## Problem to work on
Format each line of the data below as a JSON list of strings, one string per line, leaving out blank lines.

## Entries provided
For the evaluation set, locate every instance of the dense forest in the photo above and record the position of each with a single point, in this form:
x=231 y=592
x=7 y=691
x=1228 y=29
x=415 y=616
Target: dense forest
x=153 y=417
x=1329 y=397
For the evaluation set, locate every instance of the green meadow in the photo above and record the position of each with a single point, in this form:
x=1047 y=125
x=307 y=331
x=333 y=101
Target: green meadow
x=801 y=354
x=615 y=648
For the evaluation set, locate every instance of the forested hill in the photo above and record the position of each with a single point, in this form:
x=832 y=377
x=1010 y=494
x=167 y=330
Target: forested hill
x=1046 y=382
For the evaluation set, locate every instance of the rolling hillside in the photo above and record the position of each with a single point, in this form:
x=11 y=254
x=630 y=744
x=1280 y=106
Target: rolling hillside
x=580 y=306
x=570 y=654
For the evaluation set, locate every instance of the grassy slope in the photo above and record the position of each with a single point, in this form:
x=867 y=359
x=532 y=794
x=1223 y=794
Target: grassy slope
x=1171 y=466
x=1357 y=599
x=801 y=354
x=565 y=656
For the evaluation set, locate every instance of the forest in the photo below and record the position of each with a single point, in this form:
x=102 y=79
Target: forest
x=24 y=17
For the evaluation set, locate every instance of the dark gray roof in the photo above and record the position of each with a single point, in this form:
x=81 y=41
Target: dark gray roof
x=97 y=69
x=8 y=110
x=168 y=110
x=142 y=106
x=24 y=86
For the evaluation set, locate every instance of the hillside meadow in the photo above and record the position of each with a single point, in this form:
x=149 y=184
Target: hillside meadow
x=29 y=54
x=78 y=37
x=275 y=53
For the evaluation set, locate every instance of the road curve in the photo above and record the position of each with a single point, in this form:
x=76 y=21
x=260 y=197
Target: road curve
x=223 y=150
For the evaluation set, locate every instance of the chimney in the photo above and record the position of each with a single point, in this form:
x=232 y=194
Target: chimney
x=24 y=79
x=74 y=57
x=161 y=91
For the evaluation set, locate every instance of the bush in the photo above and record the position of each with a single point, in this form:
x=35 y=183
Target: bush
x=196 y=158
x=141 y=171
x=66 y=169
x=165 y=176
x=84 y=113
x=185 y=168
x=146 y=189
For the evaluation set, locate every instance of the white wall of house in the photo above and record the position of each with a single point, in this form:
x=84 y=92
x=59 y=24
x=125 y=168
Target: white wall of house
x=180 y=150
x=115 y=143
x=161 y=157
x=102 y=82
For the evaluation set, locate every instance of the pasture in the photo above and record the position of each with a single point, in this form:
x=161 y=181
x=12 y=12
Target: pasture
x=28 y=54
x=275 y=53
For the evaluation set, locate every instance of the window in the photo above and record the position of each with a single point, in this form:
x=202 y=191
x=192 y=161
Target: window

## Completed task
[
  "For the evaluation set, locate every instance of the dense forest in the photo above and record the position of each with a single point, in this form:",
  "x=231 y=592",
  "x=7 y=691",
  "x=1228 y=29",
  "x=415 y=616",
  "Target: dense forest",
  "x=153 y=417",
  "x=1329 y=397",
  "For the evaluation set, locate every instance of the green meadow in the photo above and record the position of each with a single point, in this form:",
  "x=1047 y=125",
  "x=307 y=331",
  "x=333 y=101",
  "Target: green meadow",
  "x=801 y=354",
  "x=615 y=648",
  "For the evaluation set, locate every instance of the forested hill in the photo above and record the position of each with a single point, in this form:",
  "x=832 y=377",
  "x=1010 y=494",
  "x=167 y=330",
  "Target: forested hill",
  "x=1046 y=382",
  "For the evaluation set, locate every instance of the rolling hillside in the photo above and record the position of each with a single point, in this form:",
  "x=11 y=254",
  "x=630 y=744",
  "x=1280 y=106",
  "Target: rolling hillside",
  "x=580 y=306",
  "x=570 y=654",
  "For the evaluation set, locate every instance of the grassy slope in the photo above and record the position of each with a single point, in this form:",
  "x=867 y=359",
  "x=532 y=794",
  "x=1223 y=794",
  "Target: grassy slope",
  "x=1171 y=466",
  "x=1357 y=599",
  "x=801 y=354",
  "x=565 y=656",
  "For the evaluation set, locate every instance of the forest in the photo below and record the position of each with a single point, in this form:",
  "x=102 y=79",
  "Target: forest",
  "x=24 y=17",
  "For the evaluation set, locate every instance of the dark gray roof in the photo above and record the position of each with a single point, in this form:",
  "x=81 y=41",
  "Target: dark gray roof",
  "x=97 y=69",
  "x=8 y=110",
  "x=168 y=110",
  "x=142 y=106",
  "x=24 y=86",
  "For the evaluation set, locate every instance of the hillside meadow in the photo above and record the position of each with a single point, in this form:",
  "x=149 y=184",
  "Target: hillside meadow",
  "x=29 y=54",
  "x=78 y=37",
  "x=275 y=53",
  "For the evaluation set, locate every instance of the road curve in the photo above and record the position of each with a single point, in this form:",
  "x=76 y=21",
  "x=260 y=197",
  "Target: road curve",
  "x=223 y=150",
  "For the evaluation set, locate every instance of the chimney in the photo above and record the position of each with a single point, in this form:",
  "x=232 y=194",
  "Target: chimney",
  "x=24 y=79",
  "x=74 y=57",
  "x=161 y=91",
  "For the evaluation set, locate every instance of the bush in the photo above and record the position of each with a single point, in this form:",
  "x=35 y=183",
  "Target: bush",
  "x=196 y=158",
  "x=141 y=171",
  "x=66 y=169",
  "x=165 y=176",
  "x=84 y=113",
  "x=185 y=168",
  "x=146 y=189",
  "For the evaluation set, locate every instance of the white wall of house in the photo above and record the position of each with a single point, in this form:",
  "x=84 y=92",
  "x=59 y=24",
  "x=125 y=168",
  "Target: white wall of house",
  "x=180 y=150",
  "x=115 y=143",
  "x=161 y=157",
  "x=102 y=82",
  "For the evaluation set, locate every instance of the pasture in the photo above and record the position of each with a single point, in this form:",
  "x=161 y=181",
  "x=12 y=12",
  "Target: pasture",
  "x=28 y=54",
  "x=275 y=53",
  "For the evaluation set, locate every instance of the window in the photo above and record the position of each with a single point, in this form:",
  "x=202 y=191",
  "x=192 y=161",
  "Target: window"
]